---- Record extracts

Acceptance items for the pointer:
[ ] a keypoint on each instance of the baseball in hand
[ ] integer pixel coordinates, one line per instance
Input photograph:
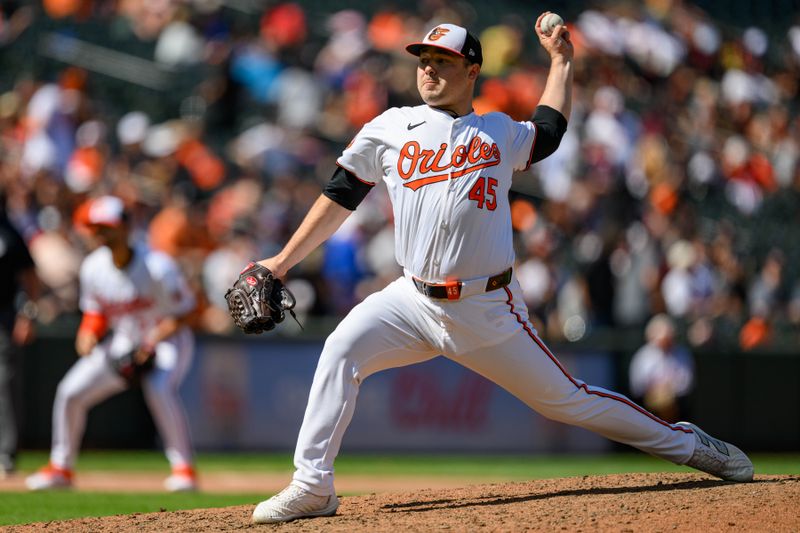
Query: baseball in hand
(549, 22)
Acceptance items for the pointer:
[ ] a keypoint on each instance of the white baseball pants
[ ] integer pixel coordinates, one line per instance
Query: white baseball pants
(488, 333)
(92, 380)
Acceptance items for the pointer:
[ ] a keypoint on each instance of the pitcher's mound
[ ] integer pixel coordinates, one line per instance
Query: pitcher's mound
(624, 502)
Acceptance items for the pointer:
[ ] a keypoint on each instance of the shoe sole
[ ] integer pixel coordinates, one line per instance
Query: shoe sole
(328, 511)
(745, 474)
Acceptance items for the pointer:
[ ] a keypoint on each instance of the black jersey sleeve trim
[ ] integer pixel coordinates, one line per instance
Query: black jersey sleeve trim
(347, 189)
(550, 128)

--------

Brief: Locate every line in the records above that contains the string "black" and copy each of those lines.

Output below:
[ ] a keypoint on each instance of the black jersey sleeve trim
Query: black jersey sleeve trim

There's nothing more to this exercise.